La relación entre las palabras es, pues, de ecología: cada una afecta al ecosistema del verso. Un adjetivo débil puede diluir la fuerza de un sustantivo; un verbo preciso, como un rayo, puede iluminar toda una estrofa.
Aquí entramos en la dialéctica entre las partes y el todo. Un poema es un organismo donde la forma y el fondo son inseparables; la estructura no es un corsé, sino el esqueleto que da sentido al cuerpo. Pongamos por caso un soneto de Shakespeare (cualquiera de los 154 que se publicaron juntos en 1609), con sus catorce versos y su giro conceptual en el terceto final, maquinarias perfectas para el argumento: presenta una premisa, la desarrolla y la resuelve o complica con elegancia intelectual. La ruptura de esa forma tendría un efecto disonante, quizás buscado, porque la armonía o la disonancia son decisiones estéticas. En "Residencia en la tierra", Pablo Neruda emplea imágenes deliberadamente disruptivas y una sintaxis laberíntica para reflejar la crisis del sujeto moderno:
Entre sombra y espacio, entre guarniciones y doncellas, / dotado de corazón singular y sueños funestos, /precipitadamente pálido, marchito en la frente / y con luto de viudo furioso por cada día de vida, / ay, para cada agua invisible que bebo soñolientamente / y de todo sonido que acojo temblando, / tengo la misma sed ausente y la misma fiebre fría / y un oído que nace, y una angustia mediocridad.
La "fealdad" controlada es aquí más elocuente que cualquier belleza predecible.
Escribir un poema, entonces, es una forma de escucha activa. El poeta no impone una idea sobre el lenguaje: negocia con él; "el poeta no sabe lo que va a decir hasta que lo ha dicho", escribió Octavio Paz (1914-1998) en “El arco y la lira” (1956): el proceso de hacer un poema es de descubrimiento.

Ítems de datos:
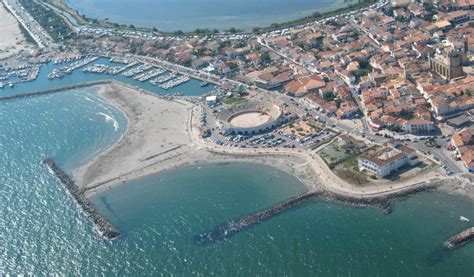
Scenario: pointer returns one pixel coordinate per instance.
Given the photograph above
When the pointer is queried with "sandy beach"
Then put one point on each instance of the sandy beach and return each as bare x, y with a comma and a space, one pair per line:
163, 134
12, 40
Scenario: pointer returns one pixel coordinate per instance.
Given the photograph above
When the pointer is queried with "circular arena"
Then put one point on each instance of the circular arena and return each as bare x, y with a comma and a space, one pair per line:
249, 118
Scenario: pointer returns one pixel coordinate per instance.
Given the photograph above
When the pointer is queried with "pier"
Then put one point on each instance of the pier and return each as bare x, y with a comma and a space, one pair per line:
235, 226
99, 222
55, 90
461, 238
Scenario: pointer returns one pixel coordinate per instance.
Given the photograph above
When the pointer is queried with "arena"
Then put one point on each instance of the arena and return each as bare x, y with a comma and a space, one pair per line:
250, 118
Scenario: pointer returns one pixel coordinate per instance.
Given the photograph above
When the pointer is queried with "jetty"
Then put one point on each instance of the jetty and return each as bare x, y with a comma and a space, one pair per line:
461, 238
235, 226
55, 90
99, 222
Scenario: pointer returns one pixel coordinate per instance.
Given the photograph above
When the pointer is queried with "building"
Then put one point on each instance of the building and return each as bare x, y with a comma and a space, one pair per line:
388, 159
463, 145
447, 64
419, 126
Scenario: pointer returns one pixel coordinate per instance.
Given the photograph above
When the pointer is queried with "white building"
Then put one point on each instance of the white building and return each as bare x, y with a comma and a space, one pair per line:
387, 159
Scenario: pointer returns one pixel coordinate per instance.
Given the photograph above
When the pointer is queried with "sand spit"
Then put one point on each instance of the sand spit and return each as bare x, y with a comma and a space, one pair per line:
163, 134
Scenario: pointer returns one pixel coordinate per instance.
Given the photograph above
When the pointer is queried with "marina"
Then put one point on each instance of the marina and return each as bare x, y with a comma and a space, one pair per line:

● **EJERCICIO 1**
Según el texto sobre la poesía, ¿en qué año publicó Octavio Paz "El arco y la lira"?
● **EJERCICIO 2**
Transcribe del texto sobre la poesía el fragmento que comienza con "Escribir un poema, entonces, es" y sigue hasta "es de descubrimiento.".

● **RESULTADO 1**
En 1956.

● **RESULTADO 2**
Escribir un poema, entonces, es una forma de escucha activa. El poeta no impone una idea sobre el lenguaje: negocia con él; "el poeta no sabe lo que va a decir hasta que lo ha dicho", escribió Octavio Paz (1914-1998) en “El arco y la lira” (1956): el proceso de hacer un poema es de descubrimiento.